== TEXT EXCERPT ==

Norm of Secretin Test for Pancreatic Function
|Bicarbonate||74–121 mEq/L||74–121 mmol/L|
|Lipase||<1.5 U/mL||<415 IU/L|
Usage of Secretin Test for Pancreatic Function
Assessment of exocrine secretory ability of the pancreas for carcinoma, ductal obstruction, or chronic pancreatitis.
Description of Secretin Test for Pancreatic Function
Secretin is a polypeptide secreted by the duodenal mucosa and the upper jejunum in response to gastric acidity. Some of its actions are to stimulate pancreatic enzyme secretion and bicarbonate pancreatic juice production. This test allows an assessment of pancreatic endocrine function by assessing duodenal contents for volume and bicarbonate, amylase, lipase, and trypsin levels before and after pancreatic stimulation by secretin. In chronic pancreatitis and cystic fibrosis, all values are low because of pancreatic tissue destruction. In early stages of obstructive pancreatic cancer, volume may be low, with other values normal. In pancreatic pseudocyst, bicarbonate level may be decreased, with other values normal. This test is usually followed by magnetic resonance cholangiopancreatography (MRCP), endoscopic ultrasound (EUS), or spiral computed tomography (spiral CT) and is replacing endoscopic retrograde cholangiopancreatography for confirming diagnosis of chronic pancreatitis.
Professional Considerations of Secretin Test for Pancreatic Function
Consent form IS required.
Allergic reaction to secretin. Complications of nasogastric tube insertion include bleeding, dysrhythmias, esophageal perforation, laryngospasm, and decreased mean po2.
Positive reaction to secretin skin testing.

===
== DATA SUPPLIED ==

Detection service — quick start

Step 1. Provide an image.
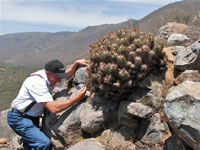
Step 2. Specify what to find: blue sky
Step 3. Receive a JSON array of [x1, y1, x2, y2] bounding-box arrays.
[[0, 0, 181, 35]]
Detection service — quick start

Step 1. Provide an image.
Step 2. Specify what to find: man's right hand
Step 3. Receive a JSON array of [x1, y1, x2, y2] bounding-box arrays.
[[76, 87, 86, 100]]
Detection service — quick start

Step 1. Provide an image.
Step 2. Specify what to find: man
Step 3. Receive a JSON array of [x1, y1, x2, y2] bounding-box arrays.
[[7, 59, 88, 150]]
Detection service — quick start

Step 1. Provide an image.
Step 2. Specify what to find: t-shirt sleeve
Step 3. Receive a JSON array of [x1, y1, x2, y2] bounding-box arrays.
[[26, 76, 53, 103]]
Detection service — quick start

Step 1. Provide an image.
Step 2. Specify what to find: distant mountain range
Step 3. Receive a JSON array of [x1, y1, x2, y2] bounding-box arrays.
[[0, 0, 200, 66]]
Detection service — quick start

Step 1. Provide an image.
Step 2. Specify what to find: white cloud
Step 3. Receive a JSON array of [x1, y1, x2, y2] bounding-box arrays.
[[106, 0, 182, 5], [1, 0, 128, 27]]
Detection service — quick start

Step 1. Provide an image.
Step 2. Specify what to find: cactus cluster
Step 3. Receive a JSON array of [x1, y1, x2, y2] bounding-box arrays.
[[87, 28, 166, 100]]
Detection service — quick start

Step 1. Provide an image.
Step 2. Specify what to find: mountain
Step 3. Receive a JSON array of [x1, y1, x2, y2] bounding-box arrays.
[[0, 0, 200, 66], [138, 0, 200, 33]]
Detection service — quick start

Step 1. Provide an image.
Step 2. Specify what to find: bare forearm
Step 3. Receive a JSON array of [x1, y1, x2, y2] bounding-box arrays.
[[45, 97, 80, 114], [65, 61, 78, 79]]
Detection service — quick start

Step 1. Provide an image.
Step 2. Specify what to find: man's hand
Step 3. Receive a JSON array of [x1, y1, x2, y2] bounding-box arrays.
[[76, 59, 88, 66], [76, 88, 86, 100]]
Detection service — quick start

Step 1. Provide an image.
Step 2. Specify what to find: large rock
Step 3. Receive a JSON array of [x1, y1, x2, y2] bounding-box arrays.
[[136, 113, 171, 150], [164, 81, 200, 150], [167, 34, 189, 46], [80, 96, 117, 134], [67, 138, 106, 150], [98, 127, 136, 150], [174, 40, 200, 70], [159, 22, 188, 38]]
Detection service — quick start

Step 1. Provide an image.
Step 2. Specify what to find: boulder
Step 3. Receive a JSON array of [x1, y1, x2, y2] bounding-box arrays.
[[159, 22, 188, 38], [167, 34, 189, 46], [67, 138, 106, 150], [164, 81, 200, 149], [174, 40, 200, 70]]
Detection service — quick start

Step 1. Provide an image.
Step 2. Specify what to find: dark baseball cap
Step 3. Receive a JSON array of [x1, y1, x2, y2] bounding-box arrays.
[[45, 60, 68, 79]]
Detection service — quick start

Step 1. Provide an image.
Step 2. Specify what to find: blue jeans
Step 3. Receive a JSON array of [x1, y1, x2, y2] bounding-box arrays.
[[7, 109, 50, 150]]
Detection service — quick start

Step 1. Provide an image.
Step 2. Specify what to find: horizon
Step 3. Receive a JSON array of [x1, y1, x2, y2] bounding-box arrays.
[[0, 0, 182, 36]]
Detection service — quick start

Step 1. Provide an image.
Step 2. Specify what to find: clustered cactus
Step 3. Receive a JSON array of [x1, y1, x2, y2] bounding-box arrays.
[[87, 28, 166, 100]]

===
== DATA SUPPLIED ==

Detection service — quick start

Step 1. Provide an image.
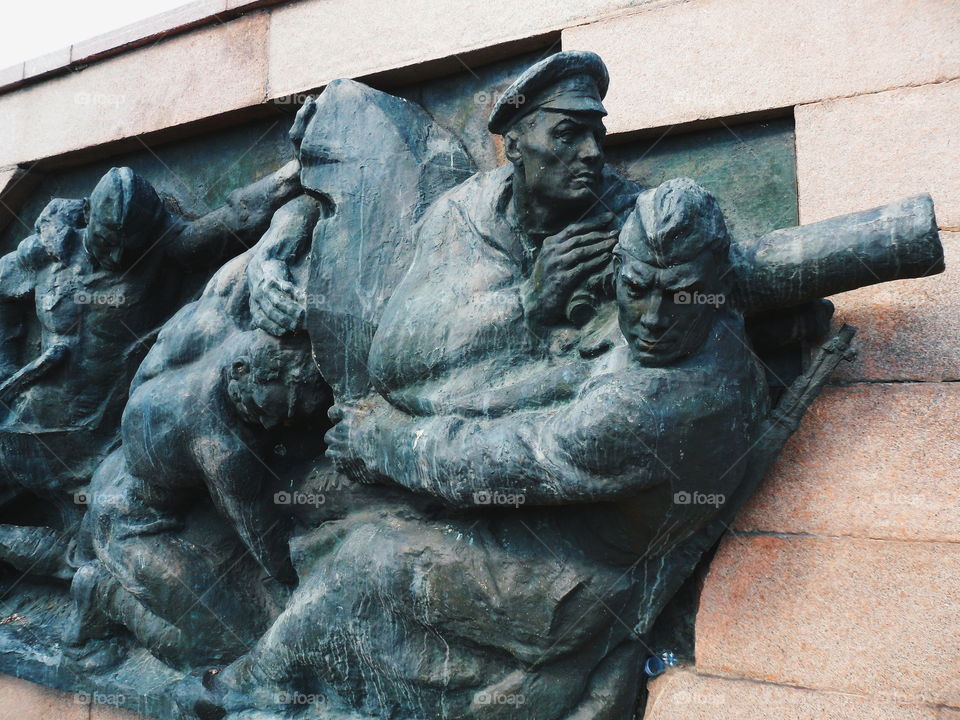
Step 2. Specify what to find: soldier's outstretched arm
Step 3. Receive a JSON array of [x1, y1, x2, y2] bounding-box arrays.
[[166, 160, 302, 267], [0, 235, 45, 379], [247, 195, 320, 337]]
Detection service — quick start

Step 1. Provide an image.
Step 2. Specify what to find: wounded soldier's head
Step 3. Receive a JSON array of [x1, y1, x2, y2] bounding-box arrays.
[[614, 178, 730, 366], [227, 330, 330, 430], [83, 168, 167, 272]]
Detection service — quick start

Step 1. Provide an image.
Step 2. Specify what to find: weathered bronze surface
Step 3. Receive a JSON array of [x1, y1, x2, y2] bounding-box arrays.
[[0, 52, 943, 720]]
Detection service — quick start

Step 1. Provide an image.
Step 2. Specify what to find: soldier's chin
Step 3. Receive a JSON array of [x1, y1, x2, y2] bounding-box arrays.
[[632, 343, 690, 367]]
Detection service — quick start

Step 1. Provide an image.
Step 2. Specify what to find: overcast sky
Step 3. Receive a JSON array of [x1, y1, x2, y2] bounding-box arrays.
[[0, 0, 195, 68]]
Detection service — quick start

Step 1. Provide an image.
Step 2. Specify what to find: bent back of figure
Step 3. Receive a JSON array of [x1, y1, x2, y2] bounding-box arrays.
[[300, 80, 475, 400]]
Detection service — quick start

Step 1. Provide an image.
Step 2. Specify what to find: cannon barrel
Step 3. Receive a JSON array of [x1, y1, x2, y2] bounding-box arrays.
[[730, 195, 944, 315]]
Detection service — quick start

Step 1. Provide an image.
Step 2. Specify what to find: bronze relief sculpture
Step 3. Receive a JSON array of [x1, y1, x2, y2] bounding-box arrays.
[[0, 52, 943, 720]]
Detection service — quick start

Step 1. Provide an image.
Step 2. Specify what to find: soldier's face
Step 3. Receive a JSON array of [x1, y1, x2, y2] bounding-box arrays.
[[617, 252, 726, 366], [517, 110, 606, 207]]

===

ACTIVITY: Continue the secretin test reference entry from the point where it stops.

OUTPUT FOR THIS EXERCISE:
- Obtain a double-lumen orogastric tube, pH paper, secretin, and two aspiration syringes or mechanical suction.
- Perform secretin skin testing to assess for allergy to the foreign protein. Inject 0.1 mL intradermally and observe 30 minutes for development of a wheal at the injection site.
- Establish intravenous access.
- See Client and Family Teaching.
- Just before beginning the procedure, take a “time out” to verify the correct client, procedure, and site.
- An orogastric tube is passed into the duodenum to the ligament of Treitz. Placement is assessed by analysis of the pH of secretions. Gastric pH is acidic, whereas duodenal secretions are alkaline.
- The gastric (proximal) lumen is continuously aspirated to prevent acidic gastric secretions from contaminating duodenal contents.
- All the duodenal fluid is aspirated from the distal portion of the lumen and placed into a sterile container. The container is labeled with the date, time, and specimen source and sent to the laboratory for baseline volume and bicarbonate and amylase measurement.
- Secretin, 1–2 U/kg of body weight, is administered intravenously.
- All fluid is aspirated from the distal lumen every 20 minutes and analyzed for volume and bicarbonate, amylase, and lipase levels, as for the baseline sample.
- Test may be followed by MRCP, EUS, or spiral CT.
- Remove the orogastric tube.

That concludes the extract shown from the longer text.